• EXCERPT
•••
It does work on another invoice I have, just not this payslip.

Code

`
use Smalot\PdfParser\Parser;
use Smalot\PdfParser\Config;

$config = new Config();
$config->setDataTmFontInfoHasToBeIncluded(true);
$parser = new Parser([], $config);

$pdf = $parser->parseFile('paySlip.pdf');
//$pdf = $parser->parseFile('Invoice INV-0007.pdf');

$text = $pdf->getText();

$debugger->force_out($text, 'Text');

$metaData = $pdf->getDetails();

$debugger->force_out($metaData, 'Meta');

$pages = $pdf->getPages();
$debugger->force_out($pages);

$pos = $pdf->getPages()[0]->getDataTm();

$debugger->force_out($pos, 'Data'); `

k00ni commented 11 months ago

@GreyWyvern this one may interests you.

I was just thinking to make the mentioned parameter of getTJUsingFontFallback also accepting null. But further research might be needed here.

GreyWyvern commented 11 months ago

It would be useful to see the data from the PDF in question. Any of a number of things might be happening. The document might be trying to define a font that PdfParser doesn't accept, or a mismatched set of q and Q commands are leading to a null value for the current font, or... it could be a lot of things.

I would definitely want to see what was happening before allowing getTJUsingFontFallback to accept a null value. It should always be a valid font in the current context when it's called. Allowing null might fix the issue, but it would be akin to putting a band-aid on the problem instead of fixing it at the source.
•••
• DATA LISTING
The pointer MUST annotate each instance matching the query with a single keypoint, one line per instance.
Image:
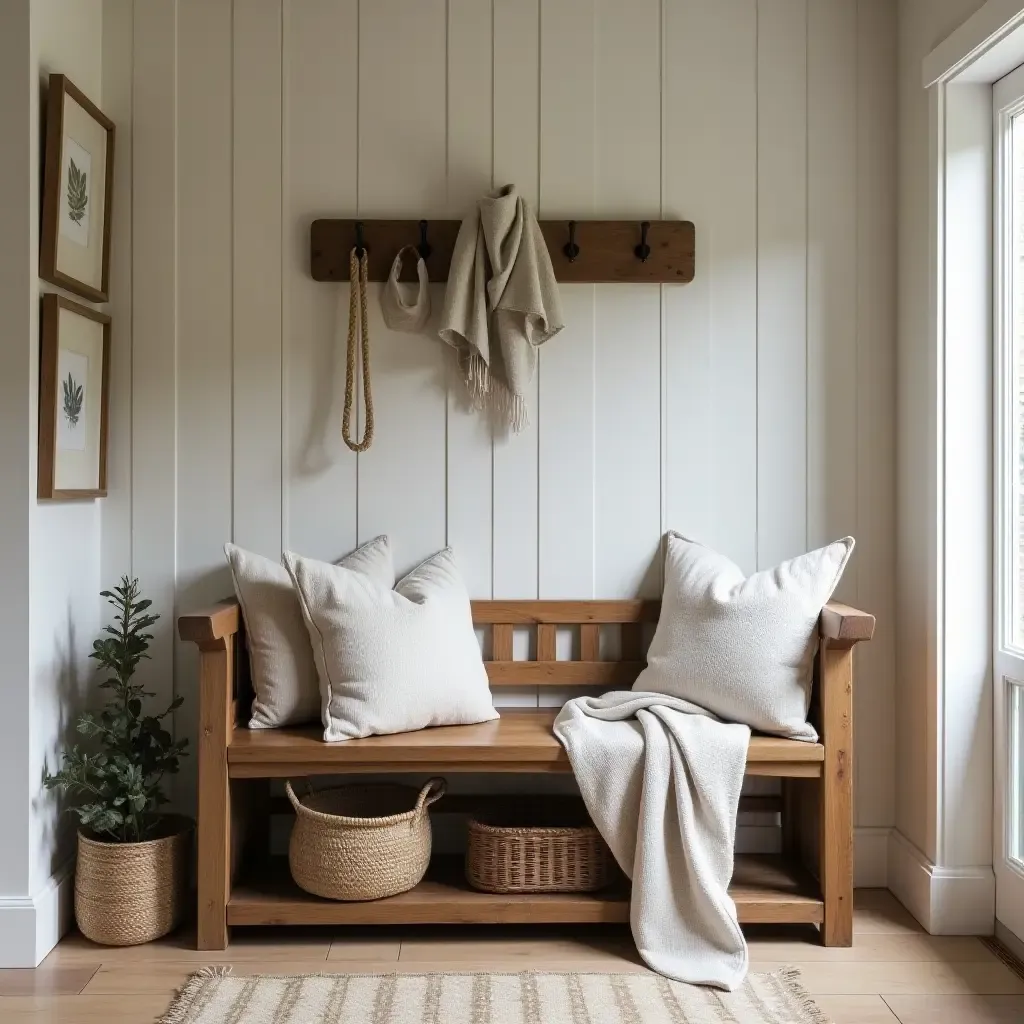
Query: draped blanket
(501, 302)
(662, 778)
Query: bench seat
(239, 883)
(520, 740)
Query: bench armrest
(840, 622)
(216, 623)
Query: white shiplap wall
(753, 409)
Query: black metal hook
(642, 251)
(570, 249)
(424, 247)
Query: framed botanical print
(78, 178)
(74, 380)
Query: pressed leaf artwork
(78, 197)
(74, 394)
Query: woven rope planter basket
(361, 842)
(127, 893)
(550, 847)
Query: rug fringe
(791, 978)
(188, 992)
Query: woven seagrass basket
(544, 847)
(128, 893)
(361, 842)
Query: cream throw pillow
(742, 647)
(285, 681)
(392, 660)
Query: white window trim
(955, 891)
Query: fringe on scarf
(486, 391)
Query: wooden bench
(241, 884)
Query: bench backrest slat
(545, 620)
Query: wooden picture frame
(61, 471)
(74, 246)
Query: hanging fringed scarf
(357, 275)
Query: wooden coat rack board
(607, 249)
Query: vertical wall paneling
(873, 696)
(116, 517)
(402, 167)
(711, 327)
(628, 317)
(515, 142)
(204, 320)
(469, 177)
(565, 414)
(753, 409)
(781, 298)
(832, 274)
(320, 126)
(565, 401)
(155, 331)
(257, 274)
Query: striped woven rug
(214, 996)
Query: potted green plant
(131, 875)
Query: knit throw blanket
(501, 303)
(660, 778)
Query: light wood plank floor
(894, 973)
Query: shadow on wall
(74, 689)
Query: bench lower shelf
(767, 890)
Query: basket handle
(430, 794)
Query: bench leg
(837, 793)
(214, 842)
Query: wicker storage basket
(127, 893)
(339, 851)
(546, 847)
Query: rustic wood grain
(606, 250)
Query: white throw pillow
(742, 647)
(285, 682)
(392, 660)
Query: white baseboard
(945, 900)
(31, 927)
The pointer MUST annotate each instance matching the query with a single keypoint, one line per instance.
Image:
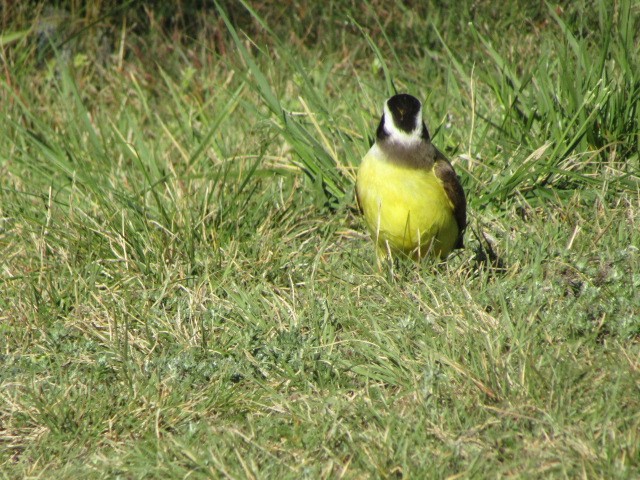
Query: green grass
(186, 290)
•••
• WRITTEN TASK 1
Reproduce the entire PdfParser discussion, word for word.
• WRITTEN TASK 2
Gather every line of the listing that contains the word "white", copying each one in full. Case matters when matching.

• RESULT 1
It does work on another invoice I have, just not this payslip.

Code

`
use Smalot\PdfParser\Parser;
use Smalot\PdfParser\Config;

$config = new Config();
$config->setDataTmFontInfoHasToBeIncluded(true);
$parser = new Parser([], $config);

$pdf = $parser->parseFile('paySlip.pdf');
//$pdf = $parser->parseFile('Invoice INV-0007.pdf');

$text = $pdf->getText();

$debugger->force_out($text, 'Text');

$metaData = $pdf->getDetails();

$debugger->force_out($metaData, 'Meta');

$pages = $pdf->getPages();
$debugger->force_out($pages);

$pos = $pdf->getPages()[0]->getDataTm();

$debugger->force_out($pos, 'Data'); `

k00ni commented 11 months ago

@GreyWyvern this one may interests you.

I was just thinking to make the mentioned parameter of getTJUsingFontFallback also accepting null. But further research might be needed here.

GreyWyvern commented 11 months ago

It would be useful to see the data from the PDF in question. Any of a number of things might be happening. The document might be trying to define a font that PdfParser doesn't accept, or a mismatched set of q and Q commands are leading to a null value for the current font, or... it could be a lot of things.

I would definitely want to see what was happening before allowing getTJUsingFontFallback to accept a null value. It should always be a valid font in the current context when it's called. Allowing null might fix the issue, but it would be akin to putting a band-aid on the problem instead of fixing it at the source.

• RESULT 2
Query: white shiplap wall
Query: white window trim
Query: white throw pillow
Query: white baseboard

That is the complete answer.